* [TRECHO FORNECIDO]

Colaboradores estrelares e ausência significativa
Colaborador fundamental para o projeto — e, assim como Mick Mars, residente em Nashville —, Paul Taylor tocou no álbum, ajudou o guitarrista a coescrever muitas das faixas e ainda apresentou o guitarrista ao vocalista Jacob Bunton. Outros músicos no lineup incluem o baterista Ray Luzier (Korn), o baixista Chris Collier e o cantor Brion Gamboa, que contribuiu com vocais principais em duas músicas. “Ray mora aqui. E Chris, que trabalhou em muitos álbuns do Korn, entrou, por indicação do Ray, é claro”, ele explica.
O agora aposentado Michael Wagener cuidou da produção e da engenharia de som. O processo aconteceu da seguinte forma, de acordo com o guitarrista: “Michael chegou e fez tudo, e então eu enviei [as gravações] para Chris em Las Vegas para mixar e masterizar, e ele me enviou de volta”.

* [ITENS]

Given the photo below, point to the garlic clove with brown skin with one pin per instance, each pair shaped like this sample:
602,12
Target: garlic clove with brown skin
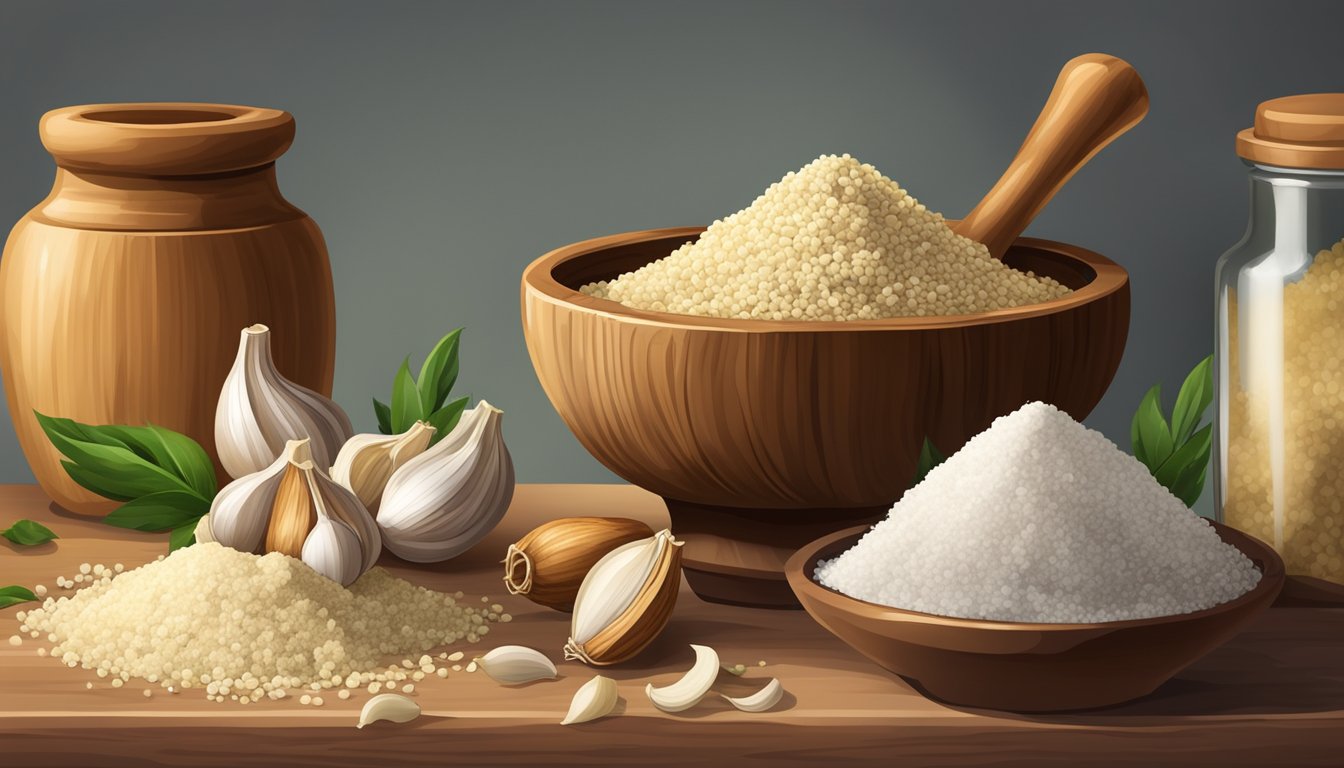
260,409
367,462
442,502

* [INSTRUÇÕES DO EXERCÍCIO]
(A) No trecho sobre o álbum de Mick Mars, quem cuidou da produção e da engenharia de som?
(B) Por favor, dê sequência ao trecho sobre o álbum de Mick Mars a partir do ponto em que ele termina.

* [CONJUNTO DE RESPOSTAS]
(A) Michael Wagener, hoje aposentado.

(B)
Um nome que está ausente nos créditos é John Corabi. Havia uma expectativa dos fãs de que o cantor do álbum homônimo do Mötley Crüe de 1994 seria o vocalista no projeto solo de Mars, mas isso não se concretizou. Por mais que a cronologia pareça não coincidir, a justificativa dada começa com “Ele estava ocupado com o Dead Daisies [banda da qual o cantor saiu em 2019 e retornou no início deste ano] e fazendo outras coisas”. Ele completa:
“Eu realmente queria que ele cantasse, John é um bom amigo meu, mas ambos decidimos que não deveríamos repetir aquilo [o álbum de 1994 do Mötley]. Mesmo que ele tenha uma voz incrível. Acho que fizemos a escolha certa em não tê-lo cantando.”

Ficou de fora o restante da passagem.